• [Text passage]
Catherine Feechan looks at exit strategies and the credit crunch

by Catherine Feechan

Over recent months, the words “credit crunch” have become too familiar to us all. We have seen the financial headlines in the media, felt the acute effects of that turmoil on the financial markets around the globe and seen the impact on governments, global financial institutions and now individual consumers.

As the credit crunch really bites, people who want to sell their businesses are feeling the squeeze like everyone else. Traditionally, management buyouts (MBOs) afforded a popular exit route for many owners who were happy to see their life’s work continued by familiar faces.

However, MBOs have now become much more difficult to fund with banks rigorously scrutinising gearing, security levels and risk profiles. Consequently, many potential sellers have to focus on preparing their businesses for a trade sale.

In a difficult market, sellers must make their business as attractive to potential buyers as they possibly can. Simple “grooming” can enhance a buyer’s view of the business – for example, making sure timely and accurate management information is available, keeping premises looking clean and smart and ensuring that the website is fully operational and always up to date.

Potential purchasers particularly dislike surprises, and other longer term actions that can improve sale prospects include disposing of non-essential assets, improving the quality of staff and reducing or removing bad debts. Raising the market profile of the business and its brand can also be extremely useful in the period prior to a sale, as a positive market profile can significantly enhance the perceived value of the company. A positive market and brand reputation will also help alert more potential buyers to its existence.

[Items from a dataset]
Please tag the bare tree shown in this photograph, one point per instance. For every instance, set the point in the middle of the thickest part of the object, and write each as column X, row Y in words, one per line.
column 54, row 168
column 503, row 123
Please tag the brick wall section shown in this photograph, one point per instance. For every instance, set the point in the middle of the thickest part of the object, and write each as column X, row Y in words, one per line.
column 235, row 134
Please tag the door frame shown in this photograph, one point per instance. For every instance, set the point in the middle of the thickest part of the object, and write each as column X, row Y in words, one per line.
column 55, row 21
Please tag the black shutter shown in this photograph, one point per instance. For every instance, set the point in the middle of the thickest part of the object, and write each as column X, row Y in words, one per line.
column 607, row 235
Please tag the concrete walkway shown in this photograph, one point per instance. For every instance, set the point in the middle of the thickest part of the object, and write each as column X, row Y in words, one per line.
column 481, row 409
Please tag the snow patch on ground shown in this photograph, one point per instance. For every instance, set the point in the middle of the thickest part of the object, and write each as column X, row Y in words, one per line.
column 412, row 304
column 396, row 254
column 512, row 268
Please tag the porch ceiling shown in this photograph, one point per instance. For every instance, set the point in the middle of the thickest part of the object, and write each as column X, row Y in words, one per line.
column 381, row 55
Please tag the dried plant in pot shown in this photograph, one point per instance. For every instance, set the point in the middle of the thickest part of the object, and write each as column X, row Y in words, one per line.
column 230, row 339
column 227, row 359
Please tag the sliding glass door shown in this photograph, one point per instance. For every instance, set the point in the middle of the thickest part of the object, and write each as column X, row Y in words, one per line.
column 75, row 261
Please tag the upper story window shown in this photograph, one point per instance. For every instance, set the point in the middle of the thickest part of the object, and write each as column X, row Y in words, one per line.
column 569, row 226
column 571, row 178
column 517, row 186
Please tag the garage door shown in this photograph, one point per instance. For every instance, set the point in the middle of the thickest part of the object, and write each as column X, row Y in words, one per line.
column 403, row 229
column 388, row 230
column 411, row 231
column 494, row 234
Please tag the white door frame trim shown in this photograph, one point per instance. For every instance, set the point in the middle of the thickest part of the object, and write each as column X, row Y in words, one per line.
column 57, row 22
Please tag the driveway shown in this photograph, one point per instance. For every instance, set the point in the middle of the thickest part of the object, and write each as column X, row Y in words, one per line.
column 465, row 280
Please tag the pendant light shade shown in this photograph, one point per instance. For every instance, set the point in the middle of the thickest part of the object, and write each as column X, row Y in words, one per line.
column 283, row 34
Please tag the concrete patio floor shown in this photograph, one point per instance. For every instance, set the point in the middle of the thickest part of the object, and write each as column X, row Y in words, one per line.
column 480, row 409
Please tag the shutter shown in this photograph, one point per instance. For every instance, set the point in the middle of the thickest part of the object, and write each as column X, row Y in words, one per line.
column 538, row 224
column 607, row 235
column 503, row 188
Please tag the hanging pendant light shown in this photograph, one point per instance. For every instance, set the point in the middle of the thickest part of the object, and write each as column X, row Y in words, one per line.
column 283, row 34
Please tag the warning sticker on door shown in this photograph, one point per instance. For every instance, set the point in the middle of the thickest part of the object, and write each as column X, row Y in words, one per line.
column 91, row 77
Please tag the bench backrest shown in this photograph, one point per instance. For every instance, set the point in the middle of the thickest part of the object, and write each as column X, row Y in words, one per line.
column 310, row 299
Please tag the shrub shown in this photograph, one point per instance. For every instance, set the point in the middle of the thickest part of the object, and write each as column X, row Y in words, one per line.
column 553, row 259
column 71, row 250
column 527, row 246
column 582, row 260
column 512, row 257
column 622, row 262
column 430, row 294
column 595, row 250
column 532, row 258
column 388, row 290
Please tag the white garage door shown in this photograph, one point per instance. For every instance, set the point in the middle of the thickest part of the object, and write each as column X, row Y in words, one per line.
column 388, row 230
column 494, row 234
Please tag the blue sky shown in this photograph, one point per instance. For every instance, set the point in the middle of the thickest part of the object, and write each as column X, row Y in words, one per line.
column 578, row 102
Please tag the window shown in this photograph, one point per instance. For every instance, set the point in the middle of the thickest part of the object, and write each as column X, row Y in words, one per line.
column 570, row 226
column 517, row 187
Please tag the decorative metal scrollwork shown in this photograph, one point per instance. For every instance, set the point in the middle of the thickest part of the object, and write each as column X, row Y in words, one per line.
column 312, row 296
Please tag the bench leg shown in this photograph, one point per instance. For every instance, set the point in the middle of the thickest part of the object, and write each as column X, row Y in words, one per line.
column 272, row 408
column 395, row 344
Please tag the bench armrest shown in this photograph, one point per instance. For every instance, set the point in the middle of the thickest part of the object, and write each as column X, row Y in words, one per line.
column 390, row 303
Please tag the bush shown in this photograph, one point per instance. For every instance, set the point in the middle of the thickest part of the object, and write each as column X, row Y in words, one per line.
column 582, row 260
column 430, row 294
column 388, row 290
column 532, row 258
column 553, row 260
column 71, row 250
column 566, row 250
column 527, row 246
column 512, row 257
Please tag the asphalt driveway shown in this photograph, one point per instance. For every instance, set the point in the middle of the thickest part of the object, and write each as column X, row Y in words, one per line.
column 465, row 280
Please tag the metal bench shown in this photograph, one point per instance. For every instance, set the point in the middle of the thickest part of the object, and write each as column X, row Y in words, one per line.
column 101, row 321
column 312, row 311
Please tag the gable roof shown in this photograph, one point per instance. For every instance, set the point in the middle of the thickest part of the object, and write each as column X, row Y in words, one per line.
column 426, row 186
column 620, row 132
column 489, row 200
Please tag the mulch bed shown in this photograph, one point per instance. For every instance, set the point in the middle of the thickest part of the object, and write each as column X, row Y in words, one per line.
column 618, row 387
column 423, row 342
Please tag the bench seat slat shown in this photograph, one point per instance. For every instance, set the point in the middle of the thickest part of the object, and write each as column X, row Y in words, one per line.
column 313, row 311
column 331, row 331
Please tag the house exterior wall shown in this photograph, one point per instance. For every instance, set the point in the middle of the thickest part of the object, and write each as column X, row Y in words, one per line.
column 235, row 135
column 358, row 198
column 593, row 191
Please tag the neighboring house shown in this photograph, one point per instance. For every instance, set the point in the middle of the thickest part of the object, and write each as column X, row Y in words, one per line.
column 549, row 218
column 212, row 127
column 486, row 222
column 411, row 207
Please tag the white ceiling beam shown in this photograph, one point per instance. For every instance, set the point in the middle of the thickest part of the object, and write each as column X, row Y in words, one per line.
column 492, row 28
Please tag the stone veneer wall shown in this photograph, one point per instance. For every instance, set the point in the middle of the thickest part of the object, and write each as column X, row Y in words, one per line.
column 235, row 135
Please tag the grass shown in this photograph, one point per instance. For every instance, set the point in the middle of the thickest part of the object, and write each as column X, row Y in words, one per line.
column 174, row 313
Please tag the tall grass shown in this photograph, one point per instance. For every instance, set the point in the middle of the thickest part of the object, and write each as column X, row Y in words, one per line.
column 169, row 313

• [Given exercise 1]
According to the article on exit strategies, why have management buyouts become much more difficult to fund?
• [Given exercise 2]
Please repeat the article on exit strategies word for word, taking everything from "However, MBOs have" down to "a trade sale.".
• [Given exercise 3]
Summarize the article on exit strategies in two sentences.

• [Complete output 1]
Banks are rigorously scrutinizing gearing, security levels and risk profiles.

• [Complete output 2]
However, MBOs have now become much more difficult to fund with banks rigorously scrutinising gearing, security levels and risk profiles. Consequently, many potential sellers have to focus on preparing their businesses for a trade sale.

• [Complete output 3]
As the credit crunch makes management buyouts much harder to fund, many owners who want to sell must instead prepare their businesses for a trade sale. To attract buyers, sellers can groom the business with accurate management information, smart premises and an up-to-date website, while longer-term steps such as disposing of non-essential assets, improving staff, reducing bad debts and raising the brand's market profile can improve sale prospects.